The data below is to be set down again exactly as written.

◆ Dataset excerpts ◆
%%
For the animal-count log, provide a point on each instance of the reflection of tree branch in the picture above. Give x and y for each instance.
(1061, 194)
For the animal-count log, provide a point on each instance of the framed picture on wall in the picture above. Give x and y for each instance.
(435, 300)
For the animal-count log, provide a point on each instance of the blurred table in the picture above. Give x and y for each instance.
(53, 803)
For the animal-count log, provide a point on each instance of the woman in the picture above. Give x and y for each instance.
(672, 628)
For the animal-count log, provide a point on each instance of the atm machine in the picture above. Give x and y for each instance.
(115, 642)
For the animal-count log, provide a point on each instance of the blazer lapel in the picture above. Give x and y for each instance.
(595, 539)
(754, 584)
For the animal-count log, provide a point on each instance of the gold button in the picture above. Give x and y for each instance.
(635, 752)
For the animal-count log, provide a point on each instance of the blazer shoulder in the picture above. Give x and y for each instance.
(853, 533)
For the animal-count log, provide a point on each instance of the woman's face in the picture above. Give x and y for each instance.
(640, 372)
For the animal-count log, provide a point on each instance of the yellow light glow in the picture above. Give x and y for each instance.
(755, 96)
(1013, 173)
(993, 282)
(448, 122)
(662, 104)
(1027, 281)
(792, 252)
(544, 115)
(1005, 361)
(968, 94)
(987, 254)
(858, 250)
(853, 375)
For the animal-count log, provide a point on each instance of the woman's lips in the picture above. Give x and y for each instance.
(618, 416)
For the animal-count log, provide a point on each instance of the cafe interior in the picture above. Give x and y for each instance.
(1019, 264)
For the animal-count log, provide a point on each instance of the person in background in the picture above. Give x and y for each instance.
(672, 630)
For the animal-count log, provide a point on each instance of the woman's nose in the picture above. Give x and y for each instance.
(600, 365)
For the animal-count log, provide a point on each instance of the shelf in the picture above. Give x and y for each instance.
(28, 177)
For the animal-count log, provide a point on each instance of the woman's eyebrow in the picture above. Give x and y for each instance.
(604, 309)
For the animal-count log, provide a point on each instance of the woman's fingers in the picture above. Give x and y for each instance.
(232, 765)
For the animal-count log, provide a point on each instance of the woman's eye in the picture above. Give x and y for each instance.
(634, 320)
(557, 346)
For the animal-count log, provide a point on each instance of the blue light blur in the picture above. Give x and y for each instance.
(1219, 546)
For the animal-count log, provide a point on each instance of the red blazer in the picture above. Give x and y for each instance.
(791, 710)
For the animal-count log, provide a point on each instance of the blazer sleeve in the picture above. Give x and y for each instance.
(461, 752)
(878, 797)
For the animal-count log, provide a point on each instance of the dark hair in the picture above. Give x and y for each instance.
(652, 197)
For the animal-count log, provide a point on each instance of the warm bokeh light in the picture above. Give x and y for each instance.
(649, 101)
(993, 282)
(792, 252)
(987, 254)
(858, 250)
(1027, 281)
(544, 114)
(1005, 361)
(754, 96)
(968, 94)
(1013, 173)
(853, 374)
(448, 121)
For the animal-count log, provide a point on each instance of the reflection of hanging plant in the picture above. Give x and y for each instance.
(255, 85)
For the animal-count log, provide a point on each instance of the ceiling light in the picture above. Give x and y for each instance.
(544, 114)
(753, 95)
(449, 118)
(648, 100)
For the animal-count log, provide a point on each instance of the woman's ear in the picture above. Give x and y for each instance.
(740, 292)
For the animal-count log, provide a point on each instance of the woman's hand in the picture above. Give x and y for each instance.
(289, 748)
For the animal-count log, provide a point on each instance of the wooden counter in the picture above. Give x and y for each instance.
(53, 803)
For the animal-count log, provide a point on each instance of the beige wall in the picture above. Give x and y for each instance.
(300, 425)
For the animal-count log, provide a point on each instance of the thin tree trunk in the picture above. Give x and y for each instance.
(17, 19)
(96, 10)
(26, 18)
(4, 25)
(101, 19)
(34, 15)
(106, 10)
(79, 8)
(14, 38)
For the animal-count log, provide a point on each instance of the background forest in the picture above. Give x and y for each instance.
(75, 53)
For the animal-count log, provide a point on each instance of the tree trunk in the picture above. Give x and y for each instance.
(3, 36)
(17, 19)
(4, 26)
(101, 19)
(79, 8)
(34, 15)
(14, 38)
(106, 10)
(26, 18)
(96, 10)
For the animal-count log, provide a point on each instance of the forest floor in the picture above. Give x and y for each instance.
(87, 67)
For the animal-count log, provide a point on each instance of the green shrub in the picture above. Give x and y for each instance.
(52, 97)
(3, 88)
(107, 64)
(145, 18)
%%
◆ Result for this exercise ◆
For the animal-count log, provide a point on each instance of the reflection of tree branch in the picture above. Give x and y for each instance.
(1061, 194)
For the animal-count log, provide a point on each instance of the framed picture on wall in the picture above. Give x and y for each instance.
(435, 300)
For the animal-count log, provide a point on each instance of the blurred table in the picture above. Give x and y for each instance.
(53, 803)
For the animal-count log, provide a point on each instance of the woman in the picture above. Give x and y for each instance.
(672, 628)
For the animal-count log, provide a point on each instance of the atm machine in the picture above. Give x and y for each instance.
(115, 642)
For the animal-count log, provide a point on each instance of the blazer lapel in the picture above. Give x and y for each instance.
(595, 539)
(754, 584)
For the animal-count log, provide a point on each instance of the gold button in the picture above. Give x and y for each instance.
(635, 752)
For the animal-count log, provide a point on each instance of the blazer shoulder in the picture above. Give x and y for each instance.
(853, 533)
For the animal-count log, provide a point on each instance of the woman's face in the picture above. Give x and y for each instance.
(640, 372)
For the animal-count log, provide a point on each instance of the yellow light glow in the picture above. Give x and y for each instance.
(755, 96)
(1013, 173)
(993, 282)
(448, 122)
(662, 104)
(1027, 281)
(792, 252)
(544, 115)
(1005, 361)
(968, 94)
(987, 254)
(858, 250)
(853, 375)
For the animal-count log, provide a point on each instance of the woman's lips in the picture above. Give x and y for each instance.
(618, 416)
For the animal-count log, provide a point on each instance of the cafe interior in the picture above. Give x and y for each instance.
(1019, 264)
For the animal-count log, provide a point on each instance of the person in background in the picture above. Give x and y for each instance.
(672, 630)
For the animal-count log, provide a point on each instance of the woman's nose in the picture above. Give x and y for each instance.
(600, 365)
For the animal-count log, provide a point on each instance of the shelf in the picture above. Give x and y for each instance.
(28, 177)
For the animal-count log, provide a point on each instance of the woman's eyebrow in the picture above. Give x and y for each instance.
(604, 309)
For the animal-count log, provide a point on each instance of the woman's fingers in the picture above. Give x and y for each instance.
(232, 765)
For the animal-count log, provide a point on each instance of the woman's eye in the picture above. Give x and y for each instance.
(634, 320)
(557, 346)
For the animal-count log, provide a point on each instance of the blue light blur in the picture above. Give x and y for each instance.
(1219, 546)
For the animal-count log, provide a point on each instance of the red blazer in the picture above. Give x and y for each instance.
(791, 710)
For the animal-count log, provide a point on each instance of the blazer sleeve in the picture above. Give x and y for each instance.
(461, 752)
(878, 797)
For the animal-count log, provide a point on each instance of the dark hair in the picture above. Give x and y for each instance.
(652, 197)
For the animal-count log, provide a point on each instance of the warm bokeh light in the picture above. Give x and y for each instance.
(649, 101)
(993, 282)
(792, 252)
(987, 254)
(858, 250)
(1027, 281)
(544, 114)
(1005, 361)
(754, 96)
(968, 94)
(1013, 173)
(853, 374)
(448, 121)
For the animal-count log, provide a point on each instance of the reflection of hanging plant in the picture above. Give x and y for each instance.
(255, 85)
For the animal-count log, provide a point on each instance of the ceiling light in the picture above. Give x and y for each instance.
(544, 114)
(753, 95)
(449, 118)
(648, 100)
For the animal-count log, provide a point on each instance of the woman's ear in the picture above. Give x and y for each instance.
(740, 292)
For the animal-count log, provide a point on each instance of the woman's hand in the picture above. Give x and y for each instance.
(289, 748)
For the animal-count log, provide a point on each instance of the wooden counter in the picture above. Give x and y for each instance.
(53, 803)
For the animal-count log, provide a point on each instance of the beige wall in the picture above. Give x and y for each instance.
(300, 425)
For the animal-count log, provide a point on each instance of the thin tree trunk in the picture above. Give x and y for each instance.
(17, 19)
(96, 10)
(26, 18)
(4, 25)
(101, 19)
(34, 15)
(106, 10)
(79, 8)
(14, 38)
For the animal-count log, provide a point on each instance of the background forest in the picture above. Give x and y for each instance.
(75, 53)
For the animal-count log, provide a point on each instance of the tree trunk in the picture above. Give x and y for each instance.
(3, 36)
(17, 19)
(4, 26)
(101, 19)
(79, 8)
(34, 15)
(14, 38)
(106, 10)
(26, 18)
(96, 10)
For the animal-count log, provide a point on each instance of the forest floor in the picture above. Give x and y for each instance.
(87, 67)
For the animal-count log, provide a point on each instance of the green shrub in the picture above. Give x and y for each instance.
(52, 97)
(3, 88)
(107, 64)
(145, 18)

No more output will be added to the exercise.